# Source passage
━━━━
For me personally, if I could go back in time, I would tell myself not to proceed after midpoint of Season 3.
Warning: Spoiler! (Click to show)
And even then, it's less that the show gets wrecked, and themes are not developed or expounded on, and more that I wish I could have quit when it was perfect.
That should probably be taken as a given, but this is the internet. Really, I can't imagine anyone getting into the back half of the show and just quitting. Parts get dodgy, but never to an extent that someone who was a fan would stop wanting to see what comes next (although if any episode that would do it, it's "No Exit")
Yep, the use of AATW is pretty damn silly & the back half of Season 3 is tedious but, really, everything past that point is merely heavy turbulence, not an outright plane crash. I usually watch the entire series once a year & it's a fantastic ride from start to finish in spite of the intermittent downturn in quality.
OH yeah, I was talking about diminishing returns, but not Lost levels of rug-pulling.
As ive said in regards to both Walking Dead and Lost, many of these ultra-serialized shows have an achilles heel in that wherever you point out the show as jumping the shark or shitting the bed or whatever phrase, from reading on here and elsewhere, it almost always correlates to the point in the show where you caught up to realtime episodes, stopped watching 5 episode blocks, and waited each week for each episode. I found s4 to be kind of wheel turning, yes, but i was also waiting a week for each one. compared to earlier seasons, it doesnt move THAT much more slowly or have that much more exposition and plot meanderings, it just feels that way because taking an isolated 40 min block, nothing much gets resolved, so you're left kind of unsatisfied. It's not until you can engorge several episodes worth of arcs and subplots that you get a sense of 'yes that was good'.
I caught up to Lost at the beginning of season 6, and im like wtf this is so tedious. Now granted, the show had been tedious for a while, but i didnt notice bcause tediousness and lack of resolution doesn't bother you when you have just one more ep right after it.
Same with Walking Dead. I marathoned both s1 and s2 in chunks, and enjoyed it immensely. I am specifically avoiding watching the back half of s2 until i watch several eps in a row, so i don't succumb to the wheelspinning of trying to fit a large story into 40 minute chunks.
Lots of the hyperbole thrown around about BSG and how it goes downhill, are IMO colored by people's first impressions, having caught up with the show somewhere around its zenith (end of s2 maybe?) and lost the momentum of big immersive blocks of television.
I think you are projecting your own experience here. I did see Season one in one long gulp (actually one week), but the subsequent seasons were watched week by week on iTunes then Amazon, then iTunes again. I used to watch that progress bar every Sunday. Then I bought the DVDs, and found I enjoyed individual episodes, it was a slog to watch the whole series from start to finish. But that's just me.
There is no wheel spinning in season 1. Some in S2, lots in S3 and S4. It's hard to argue that.
I watched it as it aired, like I imagine the vast majority of people did and still do with television, and I am definitely counted amongst those who thought the final season was a huge disappointment.
━━━━
# Data entries
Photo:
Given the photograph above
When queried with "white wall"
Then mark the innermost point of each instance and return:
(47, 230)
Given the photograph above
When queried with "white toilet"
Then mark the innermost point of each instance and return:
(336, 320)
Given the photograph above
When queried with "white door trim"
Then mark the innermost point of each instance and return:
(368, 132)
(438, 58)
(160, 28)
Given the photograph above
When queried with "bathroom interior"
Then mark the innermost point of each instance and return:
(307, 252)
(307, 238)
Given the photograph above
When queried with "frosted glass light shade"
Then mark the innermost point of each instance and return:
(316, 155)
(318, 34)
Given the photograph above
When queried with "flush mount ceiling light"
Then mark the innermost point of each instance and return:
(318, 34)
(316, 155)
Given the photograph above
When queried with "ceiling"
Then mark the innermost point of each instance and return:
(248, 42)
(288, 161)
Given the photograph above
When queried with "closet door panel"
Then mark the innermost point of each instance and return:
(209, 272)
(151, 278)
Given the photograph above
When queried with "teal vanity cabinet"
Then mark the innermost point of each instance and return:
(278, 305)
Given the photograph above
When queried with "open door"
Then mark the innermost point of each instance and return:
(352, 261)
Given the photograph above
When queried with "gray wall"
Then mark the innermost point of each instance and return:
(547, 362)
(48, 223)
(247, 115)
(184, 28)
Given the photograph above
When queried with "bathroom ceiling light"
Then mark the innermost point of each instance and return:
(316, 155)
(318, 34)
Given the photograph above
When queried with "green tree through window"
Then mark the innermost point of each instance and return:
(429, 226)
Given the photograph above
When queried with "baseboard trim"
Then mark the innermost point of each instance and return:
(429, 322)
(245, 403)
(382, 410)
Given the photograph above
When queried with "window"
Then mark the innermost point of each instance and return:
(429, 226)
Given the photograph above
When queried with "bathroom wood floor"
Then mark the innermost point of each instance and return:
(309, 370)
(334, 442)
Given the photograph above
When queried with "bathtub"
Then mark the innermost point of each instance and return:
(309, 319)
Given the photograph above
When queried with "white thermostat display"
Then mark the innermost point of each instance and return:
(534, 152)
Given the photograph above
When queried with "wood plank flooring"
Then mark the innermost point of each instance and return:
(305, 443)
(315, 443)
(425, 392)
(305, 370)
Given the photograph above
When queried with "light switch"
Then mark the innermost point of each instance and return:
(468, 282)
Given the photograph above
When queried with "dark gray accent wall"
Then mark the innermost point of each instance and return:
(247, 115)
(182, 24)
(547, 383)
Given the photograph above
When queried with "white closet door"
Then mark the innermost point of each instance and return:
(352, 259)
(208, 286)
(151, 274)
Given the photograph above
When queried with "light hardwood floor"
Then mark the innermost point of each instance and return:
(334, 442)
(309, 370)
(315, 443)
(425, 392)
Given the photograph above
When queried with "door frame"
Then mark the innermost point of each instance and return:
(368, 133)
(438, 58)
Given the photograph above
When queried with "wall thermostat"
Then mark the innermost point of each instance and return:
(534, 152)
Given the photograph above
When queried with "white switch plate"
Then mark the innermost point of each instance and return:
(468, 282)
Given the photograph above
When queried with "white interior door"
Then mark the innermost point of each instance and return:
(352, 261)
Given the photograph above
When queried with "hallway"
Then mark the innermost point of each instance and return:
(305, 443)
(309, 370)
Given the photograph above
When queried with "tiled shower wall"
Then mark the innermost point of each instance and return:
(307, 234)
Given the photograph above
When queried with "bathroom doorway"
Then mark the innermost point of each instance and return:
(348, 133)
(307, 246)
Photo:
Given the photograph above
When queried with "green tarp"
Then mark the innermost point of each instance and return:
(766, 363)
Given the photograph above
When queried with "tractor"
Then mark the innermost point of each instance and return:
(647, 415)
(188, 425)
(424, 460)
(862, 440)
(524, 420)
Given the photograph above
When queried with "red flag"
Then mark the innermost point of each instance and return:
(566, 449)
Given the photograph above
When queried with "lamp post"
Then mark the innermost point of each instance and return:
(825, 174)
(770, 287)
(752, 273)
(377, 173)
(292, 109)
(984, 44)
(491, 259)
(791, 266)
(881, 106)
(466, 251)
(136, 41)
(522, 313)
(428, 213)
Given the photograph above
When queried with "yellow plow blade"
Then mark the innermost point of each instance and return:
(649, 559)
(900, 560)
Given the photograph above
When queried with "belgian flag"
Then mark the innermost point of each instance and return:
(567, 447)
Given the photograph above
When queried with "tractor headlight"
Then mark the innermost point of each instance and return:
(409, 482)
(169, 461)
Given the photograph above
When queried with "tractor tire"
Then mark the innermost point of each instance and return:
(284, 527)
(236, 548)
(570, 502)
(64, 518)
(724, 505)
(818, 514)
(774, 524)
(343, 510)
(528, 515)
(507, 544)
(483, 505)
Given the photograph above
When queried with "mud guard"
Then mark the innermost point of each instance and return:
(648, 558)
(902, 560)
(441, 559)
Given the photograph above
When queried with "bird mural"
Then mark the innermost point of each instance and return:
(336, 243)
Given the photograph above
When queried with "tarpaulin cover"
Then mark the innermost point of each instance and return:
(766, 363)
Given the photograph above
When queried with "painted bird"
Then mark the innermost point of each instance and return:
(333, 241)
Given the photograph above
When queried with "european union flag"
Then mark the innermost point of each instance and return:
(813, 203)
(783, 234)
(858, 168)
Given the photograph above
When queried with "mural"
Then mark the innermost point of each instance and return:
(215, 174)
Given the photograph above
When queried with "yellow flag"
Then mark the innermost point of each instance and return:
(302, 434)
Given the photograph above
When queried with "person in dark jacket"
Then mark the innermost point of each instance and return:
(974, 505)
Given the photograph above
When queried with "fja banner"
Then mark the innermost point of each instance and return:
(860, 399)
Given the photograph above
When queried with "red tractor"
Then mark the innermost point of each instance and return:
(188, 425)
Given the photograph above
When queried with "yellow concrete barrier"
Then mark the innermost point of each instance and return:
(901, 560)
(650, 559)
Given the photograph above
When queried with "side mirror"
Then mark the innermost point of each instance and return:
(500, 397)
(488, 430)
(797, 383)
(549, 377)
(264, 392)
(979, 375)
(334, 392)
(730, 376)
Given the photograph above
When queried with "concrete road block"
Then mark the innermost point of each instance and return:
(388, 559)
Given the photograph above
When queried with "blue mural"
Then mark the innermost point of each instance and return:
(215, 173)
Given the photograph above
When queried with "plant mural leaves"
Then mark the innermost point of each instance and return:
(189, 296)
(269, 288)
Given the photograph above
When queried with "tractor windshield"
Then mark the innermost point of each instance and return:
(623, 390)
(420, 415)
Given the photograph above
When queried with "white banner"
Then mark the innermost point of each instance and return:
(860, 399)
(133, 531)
━━━━
# What you need to do
Using the discussion, answer each question in a few words:
(a) Which episode is named as the one most likely to make a fan stop watching?
(b) At the beginning of which season did one poster catch up to Lost?
(c) How long did one poster take to watch Season one?

# Task answer
(a) "No Exit"
(b) Season 6
(c) One week